*Passage shown*.
-- -- --

There's a question that comes up inside The School more than almost any other.
Not about weight loss. Not about hormones. Not about fasting.
It's this: "I had my gallbladder removed. Why does nobody tell you what to do after?"
Nurse Doza dedicated an entire course to answering that question — and I want to walk you through three of the questions members brought to one of the classes; because the answers are the kind of thing that should be common knowledge and somehow still aren't.
Here's what we're covering today — click to jump to your section:
Q: I'm a woman in my late 40s. My doctor told me gallbladder disease is more common in women, but never explained why. What is actually going on?
A: Nurse Doza started here with something most people have completely backwards: cholesterol.
We've been taught cholesterol is the enemy. Nurse Doza flipped that. Cholesterol is the raw material your body uses to make estrogen. The liver produces it, the gallbladder helps process the bile that breaks it all down — and when that system gets overloaded from fast food, processed oils, or estrogen replacement therapy, the gallbladder is the first thing to break down.
That's why women are disproportionately affected. Estrogen increases cholesterol concentration in bile. More cholesterol in bile means more opportunity for crystallization into gallstones. Layer a diet high in refined carbohydrates and seed oils on top of that, and the gallbladder doesn't stand a chance.
The number Nurse Doza shared in class stuck with me: out of roughly 20 million gallbladder disease cases annually in the United States, 14 million are women.
Most of them were never told any of this. Not before surgery. Not after.
That's not a gap in care. That's a system that never asked the right question.
The Gallbladder Course inside The School exists because this conversation needs to happen — and it wasn't happening anywhere else.
Nurse Doza built it specifically for people who've had their gallbladder removed, are dealing with gallbladder issues right now, or just want to understand what their liver and gut are actually doing.
You can access the full course — every recorded class, every Q&A — for just $10.
Q: I had my gallbladder removed two years ago, and I still have bloating and digestive issues, and I've gained weight. My doctor says everything looks fine. Why do I still feel this bad?
A: This one landed hard in the room. Because almost everyone had either been through it or knew someone who had.
Nurse Doza's answer was simple and a little uncomfortable: removing the gallbladder does not fix what caused the gallbladder to fail.
The gallbladder is the liver's wingman. It stores bile — the substance the liver makes to break down fats. When the gallbladder gets diseased and removed, the liver is still there. And if the diet and lifestyle that caused the problem never changed, the liver is still carrying the same load.
Fatty liver. Leaky gut. Insulin resistance. None of that disappears when the gallbladder comes out. In many cases, it worsens — because now there's no buffer.

-- -- --

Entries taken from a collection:
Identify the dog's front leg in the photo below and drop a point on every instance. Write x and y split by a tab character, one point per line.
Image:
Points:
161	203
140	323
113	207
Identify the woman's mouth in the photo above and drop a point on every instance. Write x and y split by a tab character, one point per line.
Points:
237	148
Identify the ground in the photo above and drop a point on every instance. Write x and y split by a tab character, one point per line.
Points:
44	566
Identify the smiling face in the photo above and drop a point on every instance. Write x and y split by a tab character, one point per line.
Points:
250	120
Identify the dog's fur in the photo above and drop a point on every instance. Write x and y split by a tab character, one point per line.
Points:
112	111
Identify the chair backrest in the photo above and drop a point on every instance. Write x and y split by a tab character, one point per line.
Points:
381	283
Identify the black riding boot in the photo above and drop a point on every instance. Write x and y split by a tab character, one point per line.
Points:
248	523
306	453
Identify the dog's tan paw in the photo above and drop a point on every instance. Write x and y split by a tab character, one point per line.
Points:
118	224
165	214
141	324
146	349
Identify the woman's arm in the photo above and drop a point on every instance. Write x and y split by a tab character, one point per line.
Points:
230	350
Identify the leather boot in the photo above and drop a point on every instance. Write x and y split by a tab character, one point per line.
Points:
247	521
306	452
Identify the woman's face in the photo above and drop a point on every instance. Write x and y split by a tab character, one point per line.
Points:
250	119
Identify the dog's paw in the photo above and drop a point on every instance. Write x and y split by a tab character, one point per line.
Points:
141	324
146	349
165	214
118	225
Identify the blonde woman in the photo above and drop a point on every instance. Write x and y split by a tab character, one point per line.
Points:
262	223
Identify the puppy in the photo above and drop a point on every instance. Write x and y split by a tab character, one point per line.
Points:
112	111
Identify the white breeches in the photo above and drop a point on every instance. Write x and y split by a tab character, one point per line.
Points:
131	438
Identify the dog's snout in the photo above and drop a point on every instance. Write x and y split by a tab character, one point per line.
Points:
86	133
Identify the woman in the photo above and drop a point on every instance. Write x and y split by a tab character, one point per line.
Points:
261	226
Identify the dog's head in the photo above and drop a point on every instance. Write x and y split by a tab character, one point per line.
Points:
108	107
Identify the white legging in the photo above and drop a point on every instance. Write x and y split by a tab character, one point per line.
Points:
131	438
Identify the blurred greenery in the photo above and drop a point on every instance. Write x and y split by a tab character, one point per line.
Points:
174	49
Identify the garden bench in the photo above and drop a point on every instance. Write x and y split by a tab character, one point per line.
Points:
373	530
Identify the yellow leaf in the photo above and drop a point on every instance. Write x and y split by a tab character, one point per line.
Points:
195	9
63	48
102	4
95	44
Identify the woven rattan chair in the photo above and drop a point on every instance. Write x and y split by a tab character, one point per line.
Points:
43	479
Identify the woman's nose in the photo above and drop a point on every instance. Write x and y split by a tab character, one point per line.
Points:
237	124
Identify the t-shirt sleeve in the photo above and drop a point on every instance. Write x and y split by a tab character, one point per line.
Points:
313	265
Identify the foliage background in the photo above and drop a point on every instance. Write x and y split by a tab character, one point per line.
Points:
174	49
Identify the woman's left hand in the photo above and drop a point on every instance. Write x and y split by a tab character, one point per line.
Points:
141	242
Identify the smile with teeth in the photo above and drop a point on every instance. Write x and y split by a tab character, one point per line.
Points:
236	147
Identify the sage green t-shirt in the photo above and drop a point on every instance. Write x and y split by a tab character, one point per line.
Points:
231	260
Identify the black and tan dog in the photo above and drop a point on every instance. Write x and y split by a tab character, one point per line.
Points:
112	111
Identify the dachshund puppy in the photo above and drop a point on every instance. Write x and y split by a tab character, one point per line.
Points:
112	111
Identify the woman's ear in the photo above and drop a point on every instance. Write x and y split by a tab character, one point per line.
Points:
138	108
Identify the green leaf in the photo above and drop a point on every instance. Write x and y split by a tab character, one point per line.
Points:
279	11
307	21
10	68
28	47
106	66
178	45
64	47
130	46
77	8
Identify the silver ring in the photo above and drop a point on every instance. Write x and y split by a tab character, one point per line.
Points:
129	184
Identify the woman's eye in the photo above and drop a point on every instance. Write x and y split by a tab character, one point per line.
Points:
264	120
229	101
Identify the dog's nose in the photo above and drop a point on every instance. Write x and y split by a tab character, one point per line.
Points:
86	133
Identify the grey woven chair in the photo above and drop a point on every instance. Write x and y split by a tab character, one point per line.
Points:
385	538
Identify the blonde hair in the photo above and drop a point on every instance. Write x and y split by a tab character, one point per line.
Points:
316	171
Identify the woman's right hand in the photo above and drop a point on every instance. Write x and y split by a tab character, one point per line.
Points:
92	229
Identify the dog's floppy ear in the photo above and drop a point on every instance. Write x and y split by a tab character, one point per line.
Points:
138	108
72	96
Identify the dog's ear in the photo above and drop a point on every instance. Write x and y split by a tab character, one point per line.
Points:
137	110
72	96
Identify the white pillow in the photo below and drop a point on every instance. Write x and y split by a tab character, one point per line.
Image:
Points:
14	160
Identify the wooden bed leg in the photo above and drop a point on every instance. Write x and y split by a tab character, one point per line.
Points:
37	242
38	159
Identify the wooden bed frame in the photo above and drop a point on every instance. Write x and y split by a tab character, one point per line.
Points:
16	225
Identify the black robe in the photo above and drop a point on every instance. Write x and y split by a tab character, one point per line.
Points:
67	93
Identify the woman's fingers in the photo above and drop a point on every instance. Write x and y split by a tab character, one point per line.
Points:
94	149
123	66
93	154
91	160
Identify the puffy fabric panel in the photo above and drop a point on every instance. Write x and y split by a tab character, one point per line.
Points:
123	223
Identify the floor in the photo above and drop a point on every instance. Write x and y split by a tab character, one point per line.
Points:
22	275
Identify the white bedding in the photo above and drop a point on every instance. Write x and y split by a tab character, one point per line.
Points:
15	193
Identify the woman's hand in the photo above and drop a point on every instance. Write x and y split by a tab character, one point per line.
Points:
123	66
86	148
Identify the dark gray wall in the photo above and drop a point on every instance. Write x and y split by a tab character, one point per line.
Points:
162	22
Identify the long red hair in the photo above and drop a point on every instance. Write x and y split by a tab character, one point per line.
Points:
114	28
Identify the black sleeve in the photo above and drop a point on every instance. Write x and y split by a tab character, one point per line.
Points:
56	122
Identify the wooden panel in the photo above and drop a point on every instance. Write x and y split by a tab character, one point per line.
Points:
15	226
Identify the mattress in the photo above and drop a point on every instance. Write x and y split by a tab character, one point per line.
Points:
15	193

-- -- --

*Exercise requirements*.
A – Using the gallbladder text, explain why women are disproportionately affected by gallbladder disease.
B – Answer these questions from the gallbladder text, one per line:
(i) What does the gallbladder store?
(ii) Of roughly 20 million gallbladder disease cases a year in the United States, how many are women?
(iii) What is the price of access to the full course?

*Solutions to each task*.
A – Estrogen increases the concentration of cholesterol in bile, and more cholesterol in bile gives more opportunity for it to crystallize into gallstones. A diet high in refined carbohydrates and seed oils adds to that load.

B –
(i) Bile, the substance the liver makes to break down fats.
(ii) 14 million.
(iii) $10.